Bagian Teks
+---+
Bunga The Fed turun September
Hasil pertemuan The Fed, Federal Open Meeting Committee (FOMC) yang diumumkan dini hari tadi memastikan bunga The Fed Juli dipertahankan di 5,5%, sesuai prediksi pasar.
Namun, yang memicu euforia hebat di pasar adalah pernyataan Gubernur The Fed Jerome Powell dalam taklimat media 30 menit setelah keputusan FOMC diumumkan.
Powell menyatakan, penurunan tingkat bunga acuan bisa terjadi paling cepat pada September nanti. The Fed akan menggelar FOMC pada 18 September nanti, sekitar 7 minggu dari sekarang.
“Pertanyaannya adalah apakah keseluruhan data, prospek yang berkembang, dan keseimbangan risiko konsisten dengan meningkatnya keyakinan terhadap inflasi dan mempertahankan pasar tenaga kerja yang solid,” kata Powell kepada wartawan, Rabu (31/07/2024). “Jika ujian itu terpenuhi, pengurangan suku bunga kebijakan kami bisa saja dibahas pada pertemuan berikutnya di bulan September.”
+---+
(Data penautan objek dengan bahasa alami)
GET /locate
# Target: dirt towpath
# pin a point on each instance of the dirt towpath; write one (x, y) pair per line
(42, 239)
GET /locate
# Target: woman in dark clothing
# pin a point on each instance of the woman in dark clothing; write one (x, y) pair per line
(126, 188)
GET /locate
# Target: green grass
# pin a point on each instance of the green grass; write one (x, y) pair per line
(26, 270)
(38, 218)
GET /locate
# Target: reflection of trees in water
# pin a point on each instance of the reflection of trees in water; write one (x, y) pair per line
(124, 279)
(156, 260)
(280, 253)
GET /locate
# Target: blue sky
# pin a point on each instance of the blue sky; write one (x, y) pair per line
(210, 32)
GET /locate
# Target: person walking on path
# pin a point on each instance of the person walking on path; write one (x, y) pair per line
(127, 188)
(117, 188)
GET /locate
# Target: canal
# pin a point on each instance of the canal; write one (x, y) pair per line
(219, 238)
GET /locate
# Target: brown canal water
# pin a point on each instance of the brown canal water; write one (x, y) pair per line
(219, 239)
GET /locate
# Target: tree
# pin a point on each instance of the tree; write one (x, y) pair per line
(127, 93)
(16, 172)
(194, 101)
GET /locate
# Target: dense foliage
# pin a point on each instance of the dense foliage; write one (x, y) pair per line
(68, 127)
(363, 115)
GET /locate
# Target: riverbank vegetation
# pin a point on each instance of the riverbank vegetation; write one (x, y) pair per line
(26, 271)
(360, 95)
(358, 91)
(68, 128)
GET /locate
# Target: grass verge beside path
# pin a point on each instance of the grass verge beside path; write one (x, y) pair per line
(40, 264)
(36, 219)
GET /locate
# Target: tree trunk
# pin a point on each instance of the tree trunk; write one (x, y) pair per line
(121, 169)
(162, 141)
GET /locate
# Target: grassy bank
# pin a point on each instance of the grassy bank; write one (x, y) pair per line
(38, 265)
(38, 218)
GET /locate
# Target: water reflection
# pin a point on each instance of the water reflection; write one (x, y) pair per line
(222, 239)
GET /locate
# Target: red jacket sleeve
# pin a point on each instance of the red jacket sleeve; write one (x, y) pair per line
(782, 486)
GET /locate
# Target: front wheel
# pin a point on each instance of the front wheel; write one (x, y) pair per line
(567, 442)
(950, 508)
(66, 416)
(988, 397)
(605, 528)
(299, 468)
+---+
Pertanyaan Materi
1/ Sebutkan semua hal yang menurut Powell dalam teks tentang bunga The Fed perlu konsisten dengan meningkatnya keyakinan terhadap inflasi dan pasar tenaga kerja yang solid.
2/ Salin dengan persis bagian teks tentang bunga The Fed mulai dari "Namun, yang memicu" sampai dengan "minggu dari sekarang.".
3/ Menurut teks tentang bunga The Fed, pada tanggal berapa The Fed akan menggelar FOMC berikutnya?
Gunakan hanya teks sebagai sumber jawaban.

Jawaban Tertulis
1/ Keseluruhan data, prospek yang berkembang, dan keseimbangan risiko.

2/
Namun, yang memicu euforia hebat di pasar adalah pernyataan Gubernur The Fed Jerome Powell dalam taklimat media 30 menit setelah keputusan FOMC diumumkan.
Powell menyatakan, penurunan tingkat bunga acuan bisa terjadi paling cepat pada September nanti. The Fed akan menggelar FOMC pada 18 September nanti, sekitar 7 minggu dari sekarang.

3/ Pada 18 September.